→ SET EXERCISE 1: The article below about the Academy Museum's "Regeneration" exhibition gives several examples of historical materials the exhibit includes. List every one of those examples.
→ SET EXERCISE 2:
Answer these questions from the article below about the Academy Museum's "Regeneration" exhibition:
(a) On what date will the exhibit close?
(b) In which gallery will it be shown?
(c) Which body restored the rarely seen film excerpts featured in it?
→ SET EXERCISE 3: Write the next paragraph of the article below about the Academy Museum's "Regeneration" exhibition, picking up after its final sentence.

→ DOCUMENT TEXT:
Academy Museum’s ‘Regeneration’ Exhibit to Cover 73 Years of Black Cinema

The exhibition, which opens on Aug. 21, will begin with silent film and run through Gordon Parks and Melvin Van Peebles

Academy Museum - Black Cinema
Academy Museum of Motion Pictures

The Academy Museum of Motion Pictures on Wednesday detailed how its upcoming exhibit “Regeneration: Black Cinema 1898-1971” will explore Black filmmakers from Oscar Micheaux to Melvin Van Peebles.

The Museum shared details of the exhibit, which will open on Aug. 21 and run through April 9, 2023 in the Marilyn and Jeffrey Katzenberg Gallery. It is the second major temporary exhibit at the Academy Museum, after the current installation devoted to the work of Japanese animator Hayao Miyazaki.

In a press release, the Academy Museum described the exhibition this way:

“The exhibition explores the achievements and challenges of both independent production and the studio system, from cinema’s infancy in the 1890s through the height of the civil rights movement. ‘Regeneration’ features rarely seen excerpts of films restored by the Academy Film Archive, as well as other narrative films and documentaries; newsreels and home movies; photographs; scripts; drawings; costumes; equipment; posters; and historical materials, such as entrance tickets, note cards, and telegrams; along with augmented reality experiences (AR) designed specifically for the exhibition.”

→ DATA EXTRACT:
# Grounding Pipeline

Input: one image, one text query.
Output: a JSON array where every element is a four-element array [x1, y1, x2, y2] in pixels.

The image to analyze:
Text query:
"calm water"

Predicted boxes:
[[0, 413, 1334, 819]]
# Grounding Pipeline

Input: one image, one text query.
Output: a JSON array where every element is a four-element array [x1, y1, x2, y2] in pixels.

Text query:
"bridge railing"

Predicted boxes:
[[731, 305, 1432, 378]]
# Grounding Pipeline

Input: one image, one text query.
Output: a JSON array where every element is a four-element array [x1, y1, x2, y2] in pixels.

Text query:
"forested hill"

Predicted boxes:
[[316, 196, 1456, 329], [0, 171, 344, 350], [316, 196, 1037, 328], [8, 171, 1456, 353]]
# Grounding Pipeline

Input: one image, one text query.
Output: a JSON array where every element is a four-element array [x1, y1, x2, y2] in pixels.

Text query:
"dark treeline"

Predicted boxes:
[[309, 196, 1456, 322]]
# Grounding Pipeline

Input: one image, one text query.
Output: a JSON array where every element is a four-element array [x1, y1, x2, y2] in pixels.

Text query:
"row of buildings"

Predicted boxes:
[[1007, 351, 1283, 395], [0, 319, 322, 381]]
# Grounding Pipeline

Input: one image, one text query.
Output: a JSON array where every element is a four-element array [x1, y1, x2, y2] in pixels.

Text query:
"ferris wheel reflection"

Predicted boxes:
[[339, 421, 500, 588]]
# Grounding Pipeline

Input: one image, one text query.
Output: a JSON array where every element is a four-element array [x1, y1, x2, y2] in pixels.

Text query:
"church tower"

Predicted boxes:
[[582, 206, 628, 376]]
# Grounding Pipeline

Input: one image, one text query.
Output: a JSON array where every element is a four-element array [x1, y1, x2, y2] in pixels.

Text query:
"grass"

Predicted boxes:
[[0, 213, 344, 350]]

→ ANSWER 1:
- Entrance tickets
- Note cards
- Telegrams

→ ANSWER 2:
(a) April 9, 2023
(b) The Marilyn and Jeffrey Katzenberg Gallery
(c) The Academy Film Archive

→ ANSWER 3:
The seven galleries will begin with clips from the 1898 “Something Good – Negro Kiss,” one of the earliest films showing onscreen affection from Black actors. It will then move to a study of “race films” from 1916 through the 1940s, and a look at segregated movie theaters; a gallery devoted to musicals, particularly ones with all-Black casts; a “Stars and Icons” gallery saluting Black performers from the 1920s through the 1950s; a section devoted to post-World War II “freedom movements”; and one exploring post-1960s Black filmmakers Madeline Anderson, Robert L. Goodwin, William Greaves, Gordon Parks and Melvin Van Peebles.

The exhibition was curated by Doris Berger and Rhea Combs in collaboration with directors Charles Burnett and Ava DuVernay, among others.

Details from photo at top: Film still from William Selig’s “Something Good – Negro Kiss” (1898), with Saint Suttle and Gertie Brown. Courtesy of USC HMH Foundation Moving Image Archive; The Nicholas Brothers in a scene from “Stormy Weather” (1943), from left, Fayard Nicholas and Harold Nicholas. Photographic print, gelatin silver. Courtesy Margaret Herrick Library, © Twentieth Century Fox; Portrait of Josephine Baker. Photo by adoc–photos/Corbis via Getty Images; “Carmen Jones” costume design (Carmen, Change #1), Costume design: Mary Ann Nyberg, c. 1954, courtesy Cinémathèque Française; Photo of Melvin Van Peebles, 1971. Photo by Pix/Michael Ochs Archives/Getty Images.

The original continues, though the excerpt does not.